→ **Point labeling examples**
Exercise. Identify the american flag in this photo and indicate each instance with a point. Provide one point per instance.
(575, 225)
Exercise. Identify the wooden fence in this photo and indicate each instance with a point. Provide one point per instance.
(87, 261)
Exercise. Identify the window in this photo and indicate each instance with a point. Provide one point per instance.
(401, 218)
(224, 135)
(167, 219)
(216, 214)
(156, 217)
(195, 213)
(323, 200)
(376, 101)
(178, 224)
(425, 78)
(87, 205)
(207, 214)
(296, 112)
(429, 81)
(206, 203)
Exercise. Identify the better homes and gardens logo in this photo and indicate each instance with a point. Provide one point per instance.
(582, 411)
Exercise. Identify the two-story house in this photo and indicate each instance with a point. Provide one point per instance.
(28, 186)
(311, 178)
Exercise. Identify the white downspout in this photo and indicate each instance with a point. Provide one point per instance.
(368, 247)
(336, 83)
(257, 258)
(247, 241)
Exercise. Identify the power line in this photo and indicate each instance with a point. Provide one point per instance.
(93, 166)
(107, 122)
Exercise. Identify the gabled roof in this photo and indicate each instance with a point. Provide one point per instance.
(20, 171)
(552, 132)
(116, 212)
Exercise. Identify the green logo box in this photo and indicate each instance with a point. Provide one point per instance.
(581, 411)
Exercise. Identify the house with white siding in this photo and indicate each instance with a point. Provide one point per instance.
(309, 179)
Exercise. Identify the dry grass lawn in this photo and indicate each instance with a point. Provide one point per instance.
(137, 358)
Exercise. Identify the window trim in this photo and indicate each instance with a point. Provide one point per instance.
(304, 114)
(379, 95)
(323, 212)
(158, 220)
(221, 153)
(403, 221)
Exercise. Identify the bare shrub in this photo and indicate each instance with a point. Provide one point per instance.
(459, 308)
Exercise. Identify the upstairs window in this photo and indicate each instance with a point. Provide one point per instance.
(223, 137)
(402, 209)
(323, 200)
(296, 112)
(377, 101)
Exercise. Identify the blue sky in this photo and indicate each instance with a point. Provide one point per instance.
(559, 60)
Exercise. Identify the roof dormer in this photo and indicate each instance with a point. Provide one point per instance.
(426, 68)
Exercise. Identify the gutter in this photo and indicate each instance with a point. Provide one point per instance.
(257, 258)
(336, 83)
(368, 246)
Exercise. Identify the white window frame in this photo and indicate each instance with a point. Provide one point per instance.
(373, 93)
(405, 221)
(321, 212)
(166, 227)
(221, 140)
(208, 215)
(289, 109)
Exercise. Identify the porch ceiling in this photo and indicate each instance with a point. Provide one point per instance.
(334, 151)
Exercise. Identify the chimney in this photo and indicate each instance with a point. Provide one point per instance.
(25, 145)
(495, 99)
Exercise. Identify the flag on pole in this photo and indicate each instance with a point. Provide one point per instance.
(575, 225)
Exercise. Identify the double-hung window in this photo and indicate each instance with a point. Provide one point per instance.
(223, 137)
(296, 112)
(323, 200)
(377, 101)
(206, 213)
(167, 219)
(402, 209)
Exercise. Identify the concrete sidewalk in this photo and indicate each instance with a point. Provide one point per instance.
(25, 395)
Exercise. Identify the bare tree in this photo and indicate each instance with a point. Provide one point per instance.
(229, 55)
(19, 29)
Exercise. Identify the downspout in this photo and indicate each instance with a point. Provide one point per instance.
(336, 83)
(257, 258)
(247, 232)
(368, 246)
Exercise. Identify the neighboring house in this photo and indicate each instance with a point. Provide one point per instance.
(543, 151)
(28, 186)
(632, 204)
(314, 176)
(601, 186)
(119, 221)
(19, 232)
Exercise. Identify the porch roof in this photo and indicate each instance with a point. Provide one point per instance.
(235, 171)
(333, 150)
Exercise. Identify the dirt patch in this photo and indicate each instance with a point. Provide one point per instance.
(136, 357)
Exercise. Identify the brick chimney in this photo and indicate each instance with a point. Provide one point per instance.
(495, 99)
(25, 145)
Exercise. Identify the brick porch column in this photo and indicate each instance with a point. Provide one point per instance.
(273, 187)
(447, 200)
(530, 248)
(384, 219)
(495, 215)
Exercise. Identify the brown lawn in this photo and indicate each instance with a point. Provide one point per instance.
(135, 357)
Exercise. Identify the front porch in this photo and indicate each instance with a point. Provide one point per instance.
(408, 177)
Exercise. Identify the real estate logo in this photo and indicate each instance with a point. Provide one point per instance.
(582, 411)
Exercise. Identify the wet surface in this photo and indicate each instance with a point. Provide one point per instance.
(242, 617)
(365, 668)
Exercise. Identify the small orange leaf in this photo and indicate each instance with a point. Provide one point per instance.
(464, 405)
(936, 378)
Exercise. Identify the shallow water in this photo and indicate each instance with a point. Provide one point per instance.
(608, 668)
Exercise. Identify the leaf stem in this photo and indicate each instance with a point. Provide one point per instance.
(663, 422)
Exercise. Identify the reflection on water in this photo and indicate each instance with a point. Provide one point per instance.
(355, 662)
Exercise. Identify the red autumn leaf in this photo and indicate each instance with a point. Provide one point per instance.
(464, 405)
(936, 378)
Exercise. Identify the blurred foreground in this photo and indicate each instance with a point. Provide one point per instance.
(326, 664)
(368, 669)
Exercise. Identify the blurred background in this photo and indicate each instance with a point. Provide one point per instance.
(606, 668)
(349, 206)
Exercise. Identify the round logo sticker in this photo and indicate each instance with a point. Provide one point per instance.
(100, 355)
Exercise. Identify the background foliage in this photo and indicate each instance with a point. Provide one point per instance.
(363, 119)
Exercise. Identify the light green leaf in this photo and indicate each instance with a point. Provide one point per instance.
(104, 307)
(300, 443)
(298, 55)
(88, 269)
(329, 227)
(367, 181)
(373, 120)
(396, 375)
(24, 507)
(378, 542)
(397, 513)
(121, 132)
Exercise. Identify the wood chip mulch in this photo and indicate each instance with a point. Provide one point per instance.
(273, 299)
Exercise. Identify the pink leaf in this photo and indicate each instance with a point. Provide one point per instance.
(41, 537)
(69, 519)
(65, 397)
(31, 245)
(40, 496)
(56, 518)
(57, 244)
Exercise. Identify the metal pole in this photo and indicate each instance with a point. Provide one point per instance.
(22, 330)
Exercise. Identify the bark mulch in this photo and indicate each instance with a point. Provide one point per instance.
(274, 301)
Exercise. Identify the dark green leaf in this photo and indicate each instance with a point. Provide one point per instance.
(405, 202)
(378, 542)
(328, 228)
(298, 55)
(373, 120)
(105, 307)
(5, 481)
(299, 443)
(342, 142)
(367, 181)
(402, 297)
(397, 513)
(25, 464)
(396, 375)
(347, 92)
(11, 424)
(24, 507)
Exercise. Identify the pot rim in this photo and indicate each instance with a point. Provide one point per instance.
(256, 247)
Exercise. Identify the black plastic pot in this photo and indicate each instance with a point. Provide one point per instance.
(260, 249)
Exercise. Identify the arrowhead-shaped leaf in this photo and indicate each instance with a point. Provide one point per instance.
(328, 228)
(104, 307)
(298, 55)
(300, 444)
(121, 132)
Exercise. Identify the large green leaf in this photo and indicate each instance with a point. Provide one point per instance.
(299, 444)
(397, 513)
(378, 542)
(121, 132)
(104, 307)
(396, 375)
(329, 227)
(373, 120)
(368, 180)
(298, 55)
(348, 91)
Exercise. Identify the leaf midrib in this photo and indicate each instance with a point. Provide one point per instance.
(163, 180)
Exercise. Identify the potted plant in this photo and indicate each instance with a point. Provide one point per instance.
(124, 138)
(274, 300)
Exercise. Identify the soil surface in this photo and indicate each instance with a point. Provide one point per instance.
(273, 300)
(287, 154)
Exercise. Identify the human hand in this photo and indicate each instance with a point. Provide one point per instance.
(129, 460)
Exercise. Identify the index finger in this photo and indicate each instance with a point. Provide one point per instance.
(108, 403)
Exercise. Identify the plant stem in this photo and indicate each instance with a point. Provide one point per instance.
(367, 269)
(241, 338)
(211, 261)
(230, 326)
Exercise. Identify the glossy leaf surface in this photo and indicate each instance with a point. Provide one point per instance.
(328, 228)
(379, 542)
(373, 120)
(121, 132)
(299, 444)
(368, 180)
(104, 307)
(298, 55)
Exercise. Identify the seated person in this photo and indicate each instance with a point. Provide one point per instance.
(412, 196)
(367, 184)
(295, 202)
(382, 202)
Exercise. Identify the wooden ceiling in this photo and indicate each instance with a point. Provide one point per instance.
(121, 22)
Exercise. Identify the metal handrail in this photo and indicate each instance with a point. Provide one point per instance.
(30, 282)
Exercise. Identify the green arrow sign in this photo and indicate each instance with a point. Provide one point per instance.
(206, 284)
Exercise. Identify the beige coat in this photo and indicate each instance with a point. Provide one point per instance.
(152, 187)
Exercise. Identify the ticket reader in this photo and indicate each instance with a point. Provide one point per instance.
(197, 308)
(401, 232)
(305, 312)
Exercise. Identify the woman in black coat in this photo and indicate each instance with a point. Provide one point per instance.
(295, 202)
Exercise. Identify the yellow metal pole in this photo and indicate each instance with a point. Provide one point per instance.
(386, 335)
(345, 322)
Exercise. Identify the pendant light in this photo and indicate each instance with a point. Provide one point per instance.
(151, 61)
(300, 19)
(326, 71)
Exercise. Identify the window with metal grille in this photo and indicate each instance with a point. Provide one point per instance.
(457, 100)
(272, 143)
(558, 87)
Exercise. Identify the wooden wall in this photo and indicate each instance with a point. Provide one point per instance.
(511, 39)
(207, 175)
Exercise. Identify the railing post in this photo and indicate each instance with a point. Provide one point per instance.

→ **WORK TO DO**
Locate the line that contains "Exercise. Identify the green arrow". Repeat it and every line after it, up to and including the final line, exactly.

→ **TASK OUTPUT**
Exercise. Identify the green arrow sign in this photo and indicate each instance with a point. Provide one point per instance.
(206, 284)
Exercise. Identify the beige coat in this photo and indicate each instance with a point. Provide one point per instance.
(152, 187)
Exercise. Identify the ticket reader in this photo and indicate each instance with a point. Provide one point per instance.
(197, 308)
(401, 232)
(305, 312)
Exercise. Identify the woman in black coat in this photo and indicate each instance with a point. Provide one point per instance.
(295, 202)
Exercise. Identify the yellow metal pole in this photo and indicate each instance with a point. Provide one point per instance.
(386, 335)
(345, 322)
Exercise. Identify the pendant light in this photo and indicate each instance with a point. Provide one point per instance.
(151, 61)
(300, 19)
(326, 71)
Exercise. Identify the window with metal grille in this photo and indicate each instance with a point. Provide one point per instance.
(457, 100)
(272, 143)
(558, 87)
Exercise. Identify the wooden wall in this photo and indicate each instance with a point. Provide one point per instance.
(511, 39)
(207, 175)
Exercise. Identify the railing post in this photo and indicate each instance with a point. Provide one point per instance.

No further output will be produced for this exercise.